- _STATED EXERCISE_:
Rewrite everything from the start of the rows down to the line containing "[175, 152, 235, 199]", requests included, shifting every bounding-box coordinate in the answers by adding 106. Leave the pictures out.

- _GIVEN INFORMATION_:
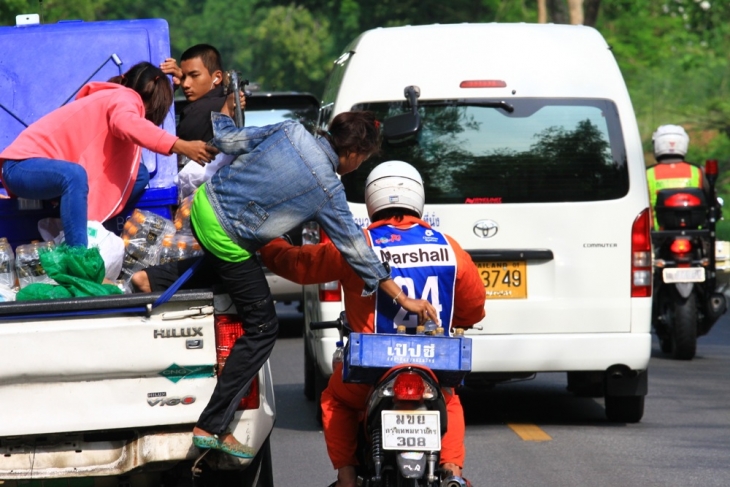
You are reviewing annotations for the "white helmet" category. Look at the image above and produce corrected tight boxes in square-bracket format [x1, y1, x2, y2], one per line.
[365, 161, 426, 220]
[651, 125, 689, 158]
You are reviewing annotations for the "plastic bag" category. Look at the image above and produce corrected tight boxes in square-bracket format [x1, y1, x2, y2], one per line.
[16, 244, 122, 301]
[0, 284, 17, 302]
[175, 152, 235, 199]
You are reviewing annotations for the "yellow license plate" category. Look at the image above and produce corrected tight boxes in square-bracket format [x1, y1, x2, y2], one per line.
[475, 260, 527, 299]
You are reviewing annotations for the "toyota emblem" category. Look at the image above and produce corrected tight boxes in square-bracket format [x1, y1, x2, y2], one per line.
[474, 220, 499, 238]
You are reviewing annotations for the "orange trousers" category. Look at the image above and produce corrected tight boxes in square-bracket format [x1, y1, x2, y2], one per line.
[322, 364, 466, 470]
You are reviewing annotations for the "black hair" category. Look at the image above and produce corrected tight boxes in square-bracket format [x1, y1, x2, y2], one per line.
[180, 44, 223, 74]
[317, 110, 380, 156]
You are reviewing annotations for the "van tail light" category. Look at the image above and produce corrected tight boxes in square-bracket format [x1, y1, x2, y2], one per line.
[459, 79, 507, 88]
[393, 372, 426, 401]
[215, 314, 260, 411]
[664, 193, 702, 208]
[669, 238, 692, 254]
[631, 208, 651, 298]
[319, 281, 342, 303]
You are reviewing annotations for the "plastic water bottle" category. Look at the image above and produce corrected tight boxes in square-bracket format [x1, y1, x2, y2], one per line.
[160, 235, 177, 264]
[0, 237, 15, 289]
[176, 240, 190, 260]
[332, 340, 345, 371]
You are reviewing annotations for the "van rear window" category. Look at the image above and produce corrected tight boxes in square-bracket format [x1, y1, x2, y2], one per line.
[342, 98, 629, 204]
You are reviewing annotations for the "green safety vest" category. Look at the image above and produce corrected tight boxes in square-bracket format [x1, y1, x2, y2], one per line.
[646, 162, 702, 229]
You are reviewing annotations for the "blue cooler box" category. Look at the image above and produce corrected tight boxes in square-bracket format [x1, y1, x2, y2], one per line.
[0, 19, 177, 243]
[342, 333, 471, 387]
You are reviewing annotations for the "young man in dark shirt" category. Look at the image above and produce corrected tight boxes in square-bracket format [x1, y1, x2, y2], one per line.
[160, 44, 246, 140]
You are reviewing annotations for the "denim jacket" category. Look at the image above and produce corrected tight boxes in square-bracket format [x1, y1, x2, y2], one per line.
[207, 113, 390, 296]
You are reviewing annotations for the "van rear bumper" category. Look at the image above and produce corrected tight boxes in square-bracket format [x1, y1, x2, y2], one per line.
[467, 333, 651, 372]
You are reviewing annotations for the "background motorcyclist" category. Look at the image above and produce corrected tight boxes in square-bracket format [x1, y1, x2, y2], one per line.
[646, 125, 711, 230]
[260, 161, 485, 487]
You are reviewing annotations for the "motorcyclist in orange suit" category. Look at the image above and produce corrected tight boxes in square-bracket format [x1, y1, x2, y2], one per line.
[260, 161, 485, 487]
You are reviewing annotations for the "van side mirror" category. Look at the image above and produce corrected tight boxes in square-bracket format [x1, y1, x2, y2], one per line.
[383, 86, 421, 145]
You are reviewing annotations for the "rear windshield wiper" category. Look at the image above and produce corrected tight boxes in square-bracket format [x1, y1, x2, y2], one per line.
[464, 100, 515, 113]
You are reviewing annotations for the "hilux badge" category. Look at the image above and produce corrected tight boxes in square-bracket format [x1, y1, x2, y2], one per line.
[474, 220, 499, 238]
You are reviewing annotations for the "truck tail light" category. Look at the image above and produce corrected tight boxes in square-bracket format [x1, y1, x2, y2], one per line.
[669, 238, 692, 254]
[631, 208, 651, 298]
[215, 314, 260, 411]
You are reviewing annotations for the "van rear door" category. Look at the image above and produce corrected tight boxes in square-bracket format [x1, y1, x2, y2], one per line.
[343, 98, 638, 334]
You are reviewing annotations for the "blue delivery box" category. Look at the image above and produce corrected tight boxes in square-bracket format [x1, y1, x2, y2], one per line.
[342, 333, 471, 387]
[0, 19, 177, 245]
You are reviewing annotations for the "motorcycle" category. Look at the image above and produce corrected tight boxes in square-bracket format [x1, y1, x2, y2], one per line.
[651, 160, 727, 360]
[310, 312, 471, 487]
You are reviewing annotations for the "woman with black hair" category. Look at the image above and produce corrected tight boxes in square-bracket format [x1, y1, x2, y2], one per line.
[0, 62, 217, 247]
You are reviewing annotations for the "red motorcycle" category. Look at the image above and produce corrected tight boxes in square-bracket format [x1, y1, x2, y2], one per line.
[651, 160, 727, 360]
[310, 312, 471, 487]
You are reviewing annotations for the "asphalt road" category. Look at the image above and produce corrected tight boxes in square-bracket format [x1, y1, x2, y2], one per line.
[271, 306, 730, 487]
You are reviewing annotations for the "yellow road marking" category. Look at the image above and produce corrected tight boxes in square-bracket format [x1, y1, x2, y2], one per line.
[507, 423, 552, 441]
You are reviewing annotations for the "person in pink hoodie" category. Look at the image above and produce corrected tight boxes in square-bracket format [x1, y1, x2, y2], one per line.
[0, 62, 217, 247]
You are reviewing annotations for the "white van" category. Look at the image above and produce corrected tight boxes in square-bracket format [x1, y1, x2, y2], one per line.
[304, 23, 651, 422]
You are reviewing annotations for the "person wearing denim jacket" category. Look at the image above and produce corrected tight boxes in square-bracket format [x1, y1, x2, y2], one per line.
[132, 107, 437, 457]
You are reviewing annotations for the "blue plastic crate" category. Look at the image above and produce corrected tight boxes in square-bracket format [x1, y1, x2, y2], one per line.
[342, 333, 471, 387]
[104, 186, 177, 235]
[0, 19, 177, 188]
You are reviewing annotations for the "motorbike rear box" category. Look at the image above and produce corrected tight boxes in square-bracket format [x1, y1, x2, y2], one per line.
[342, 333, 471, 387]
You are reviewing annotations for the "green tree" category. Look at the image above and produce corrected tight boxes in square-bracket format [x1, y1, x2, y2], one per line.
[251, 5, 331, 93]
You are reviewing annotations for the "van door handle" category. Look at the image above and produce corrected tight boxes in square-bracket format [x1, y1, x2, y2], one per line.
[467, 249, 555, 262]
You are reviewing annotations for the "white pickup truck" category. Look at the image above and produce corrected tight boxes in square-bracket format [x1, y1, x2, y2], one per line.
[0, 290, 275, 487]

- _RESPONSE TO THIS TASK_:
You are reviewing annotations for the "white helmet" category. Look at the image above and produce corrected tight boxes in square-bracket format [x1, y1, x2, y2], one per line.
[471, 267, 532, 326]
[757, 231, 795, 264]
You are reviewing annotations for the "plastic bag" category. Look at the image above and produce corrected tight boxes in square-bracket format [x1, y1, x2, y2], one per line.
[122, 350, 228, 407]
[106, 390, 123, 408]
[281, 258, 341, 305]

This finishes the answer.